- [Stated goal]:
Copy the records from the first line through the line containing "(1061, 114)", swapping each "Field scouting job" for "Garden survey task" and leaving everything else unchanged.

- [Source material]:
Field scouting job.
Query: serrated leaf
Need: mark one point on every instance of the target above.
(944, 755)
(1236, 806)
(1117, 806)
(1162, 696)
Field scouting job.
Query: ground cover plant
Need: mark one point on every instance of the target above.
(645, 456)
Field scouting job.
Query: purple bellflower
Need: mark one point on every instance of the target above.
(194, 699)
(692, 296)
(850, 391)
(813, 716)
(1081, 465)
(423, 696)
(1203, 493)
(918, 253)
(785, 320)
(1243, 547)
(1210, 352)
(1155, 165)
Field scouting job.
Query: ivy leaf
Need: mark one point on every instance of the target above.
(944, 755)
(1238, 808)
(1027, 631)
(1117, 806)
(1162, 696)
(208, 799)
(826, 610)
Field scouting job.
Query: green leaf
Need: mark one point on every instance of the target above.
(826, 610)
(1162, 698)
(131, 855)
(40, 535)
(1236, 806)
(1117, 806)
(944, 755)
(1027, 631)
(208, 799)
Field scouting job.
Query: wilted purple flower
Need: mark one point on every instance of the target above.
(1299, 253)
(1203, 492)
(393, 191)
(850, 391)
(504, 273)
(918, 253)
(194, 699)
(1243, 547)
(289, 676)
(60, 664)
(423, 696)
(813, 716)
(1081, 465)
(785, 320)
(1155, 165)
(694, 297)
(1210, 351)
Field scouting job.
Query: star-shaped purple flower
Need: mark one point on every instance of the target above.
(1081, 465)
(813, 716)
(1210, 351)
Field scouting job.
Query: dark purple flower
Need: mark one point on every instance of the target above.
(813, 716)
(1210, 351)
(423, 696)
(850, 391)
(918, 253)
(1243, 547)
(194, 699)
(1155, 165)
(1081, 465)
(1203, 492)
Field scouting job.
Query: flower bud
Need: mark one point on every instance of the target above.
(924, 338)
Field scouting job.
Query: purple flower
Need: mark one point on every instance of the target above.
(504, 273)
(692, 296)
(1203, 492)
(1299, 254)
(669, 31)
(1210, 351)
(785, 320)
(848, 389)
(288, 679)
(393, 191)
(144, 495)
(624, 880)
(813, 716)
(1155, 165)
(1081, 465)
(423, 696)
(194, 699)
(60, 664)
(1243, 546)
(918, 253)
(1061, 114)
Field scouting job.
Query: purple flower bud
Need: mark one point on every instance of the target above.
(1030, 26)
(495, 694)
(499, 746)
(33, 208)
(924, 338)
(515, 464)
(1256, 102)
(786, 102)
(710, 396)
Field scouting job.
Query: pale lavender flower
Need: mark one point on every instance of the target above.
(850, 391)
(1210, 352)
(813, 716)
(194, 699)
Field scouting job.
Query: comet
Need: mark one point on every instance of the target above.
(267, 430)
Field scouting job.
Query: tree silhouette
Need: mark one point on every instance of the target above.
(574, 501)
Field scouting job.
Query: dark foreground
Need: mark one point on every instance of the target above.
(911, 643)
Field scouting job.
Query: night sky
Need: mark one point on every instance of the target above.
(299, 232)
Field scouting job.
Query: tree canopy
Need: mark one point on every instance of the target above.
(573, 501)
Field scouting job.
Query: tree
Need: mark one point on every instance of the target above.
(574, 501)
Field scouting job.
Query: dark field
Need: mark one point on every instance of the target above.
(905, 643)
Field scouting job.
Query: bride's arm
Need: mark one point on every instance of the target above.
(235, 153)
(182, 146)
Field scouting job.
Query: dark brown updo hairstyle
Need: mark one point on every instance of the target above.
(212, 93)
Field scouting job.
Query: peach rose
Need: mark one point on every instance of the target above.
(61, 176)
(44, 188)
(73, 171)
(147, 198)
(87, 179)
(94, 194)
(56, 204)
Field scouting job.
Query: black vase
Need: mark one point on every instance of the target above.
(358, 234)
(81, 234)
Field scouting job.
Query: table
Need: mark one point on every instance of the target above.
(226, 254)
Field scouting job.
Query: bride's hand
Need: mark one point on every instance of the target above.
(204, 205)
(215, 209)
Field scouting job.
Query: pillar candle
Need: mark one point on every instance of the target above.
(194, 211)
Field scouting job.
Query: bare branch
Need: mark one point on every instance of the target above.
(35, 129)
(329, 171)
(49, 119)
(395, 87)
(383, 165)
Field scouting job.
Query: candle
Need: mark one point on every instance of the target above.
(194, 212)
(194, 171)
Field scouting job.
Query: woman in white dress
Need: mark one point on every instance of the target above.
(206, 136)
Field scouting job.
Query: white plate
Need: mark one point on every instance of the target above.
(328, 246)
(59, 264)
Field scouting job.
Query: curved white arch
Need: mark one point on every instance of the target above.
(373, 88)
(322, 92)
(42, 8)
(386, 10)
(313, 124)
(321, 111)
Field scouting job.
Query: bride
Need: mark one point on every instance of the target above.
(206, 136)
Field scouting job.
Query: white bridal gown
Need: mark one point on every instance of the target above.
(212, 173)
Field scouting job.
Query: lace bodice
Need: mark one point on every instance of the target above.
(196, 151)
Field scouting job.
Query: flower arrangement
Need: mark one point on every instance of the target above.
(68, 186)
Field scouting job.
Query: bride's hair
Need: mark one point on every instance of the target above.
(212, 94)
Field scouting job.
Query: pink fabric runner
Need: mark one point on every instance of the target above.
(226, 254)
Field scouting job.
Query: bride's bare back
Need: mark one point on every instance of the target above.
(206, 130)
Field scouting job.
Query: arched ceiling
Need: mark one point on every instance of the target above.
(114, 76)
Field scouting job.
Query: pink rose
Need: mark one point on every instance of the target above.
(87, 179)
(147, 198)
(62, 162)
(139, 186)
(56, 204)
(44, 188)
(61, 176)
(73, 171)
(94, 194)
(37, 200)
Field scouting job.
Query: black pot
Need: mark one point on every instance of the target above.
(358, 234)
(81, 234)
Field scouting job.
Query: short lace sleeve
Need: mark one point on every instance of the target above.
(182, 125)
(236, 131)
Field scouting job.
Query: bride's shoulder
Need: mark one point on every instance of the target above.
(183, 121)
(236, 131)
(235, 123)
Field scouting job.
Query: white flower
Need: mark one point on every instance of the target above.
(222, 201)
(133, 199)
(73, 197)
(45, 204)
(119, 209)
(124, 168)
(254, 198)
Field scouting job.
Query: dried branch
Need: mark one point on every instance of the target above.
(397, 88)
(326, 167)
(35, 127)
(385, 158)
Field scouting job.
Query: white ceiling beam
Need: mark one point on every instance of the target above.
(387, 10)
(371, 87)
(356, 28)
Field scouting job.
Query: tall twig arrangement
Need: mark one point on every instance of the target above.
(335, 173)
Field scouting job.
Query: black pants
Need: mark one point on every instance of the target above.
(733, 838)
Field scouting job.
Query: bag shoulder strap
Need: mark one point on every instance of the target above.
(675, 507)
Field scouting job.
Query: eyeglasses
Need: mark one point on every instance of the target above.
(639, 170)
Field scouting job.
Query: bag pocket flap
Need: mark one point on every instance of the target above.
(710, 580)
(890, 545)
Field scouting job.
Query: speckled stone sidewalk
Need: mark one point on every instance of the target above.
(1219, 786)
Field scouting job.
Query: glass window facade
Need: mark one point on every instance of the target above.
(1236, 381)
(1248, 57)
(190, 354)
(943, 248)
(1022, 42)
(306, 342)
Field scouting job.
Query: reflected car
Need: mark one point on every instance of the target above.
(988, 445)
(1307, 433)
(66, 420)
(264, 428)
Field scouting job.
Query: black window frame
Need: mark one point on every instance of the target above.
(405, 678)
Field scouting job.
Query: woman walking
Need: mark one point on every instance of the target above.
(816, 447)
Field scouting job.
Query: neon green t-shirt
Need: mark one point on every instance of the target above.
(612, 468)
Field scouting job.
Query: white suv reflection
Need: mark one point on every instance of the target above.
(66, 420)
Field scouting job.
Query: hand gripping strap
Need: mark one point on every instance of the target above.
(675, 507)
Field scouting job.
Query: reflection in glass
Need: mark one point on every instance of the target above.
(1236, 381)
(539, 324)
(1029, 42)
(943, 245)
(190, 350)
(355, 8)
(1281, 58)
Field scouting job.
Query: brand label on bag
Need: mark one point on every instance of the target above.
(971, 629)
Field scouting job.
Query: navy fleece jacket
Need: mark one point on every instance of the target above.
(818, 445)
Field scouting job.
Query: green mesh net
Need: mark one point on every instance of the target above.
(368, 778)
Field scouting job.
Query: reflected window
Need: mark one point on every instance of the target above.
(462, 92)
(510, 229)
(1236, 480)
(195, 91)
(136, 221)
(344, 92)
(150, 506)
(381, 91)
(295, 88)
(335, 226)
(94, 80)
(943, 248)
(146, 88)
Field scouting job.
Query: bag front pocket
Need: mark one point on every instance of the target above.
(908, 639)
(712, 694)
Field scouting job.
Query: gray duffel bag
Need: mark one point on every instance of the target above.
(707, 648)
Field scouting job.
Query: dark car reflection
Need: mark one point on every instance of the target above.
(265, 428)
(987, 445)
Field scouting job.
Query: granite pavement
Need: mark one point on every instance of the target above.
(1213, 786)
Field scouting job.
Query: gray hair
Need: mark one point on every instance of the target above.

- [Final result]:
Garden survey task.
Query: serrated leaf
Need: mark one point on every instance of the target above.
(944, 755)
(1236, 806)
(1117, 806)
(1162, 696)
Garden survey task.
Query: ground cover plant
Need: mark one point on every instance of the target above.
(645, 456)
Garden survey task.
Query: purple bellflower
Need: mark one point on every instance of the target above.
(194, 699)
(692, 296)
(850, 391)
(813, 716)
(1081, 465)
(423, 696)
(1203, 493)
(918, 253)
(785, 320)
(1243, 547)
(1210, 352)
(1155, 165)
Garden survey task.
Query: ivy leaf
Need: mark one point on every instance of the target above.
(944, 755)
(1238, 808)
(1027, 631)
(1117, 806)
(1162, 696)
(208, 799)
(826, 610)
Garden survey task.
Query: green leaf
Need: mark one point on every instance of the target above.
(826, 610)
(1162, 698)
(131, 855)
(40, 535)
(1236, 806)
(1117, 806)
(944, 755)
(1027, 631)
(208, 799)
Garden survey task.
Query: wilted purple flower
Need: mark one point on every instance of the target above.
(1299, 253)
(1203, 492)
(393, 191)
(850, 391)
(504, 273)
(918, 253)
(194, 699)
(1243, 547)
(289, 676)
(60, 664)
(423, 696)
(813, 716)
(1081, 465)
(785, 320)
(1155, 165)
(694, 297)
(1210, 351)
Garden survey task.
Query: star-shaped purple flower
Need: mark one point on every instance of the target above.
(1081, 465)
(813, 716)
(1210, 351)
Garden survey task.
Query: dark purple flower
Need: mark one point on every instance of the target above.
(813, 716)
(1210, 351)
(423, 696)
(850, 391)
(918, 253)
(1243, 547)
(194, 699)
(1155, 165)
(1081, 465)
(1203, 492)
Garden survey task.
Query: flower bud
Need: mark one point on every instance of the target above.
(924, 338)
Garden survey task.
Query: purple flower
Need: mark one point on every instance of the target above.
(504, 273)
(692, 296)
(1203, 492)
(1299, 254)
(669, 31)
(1210, 351)
(785, 320)
(848, 389)
(288, 679)
(393, 191)
(144, 495)
(624, 880)
(813, 716)
(1155, 165)
(1081, 465)
(423, 696)
(194, 699)
(60, 664)
(1243, 546)
(918, 253)
(1061, 114)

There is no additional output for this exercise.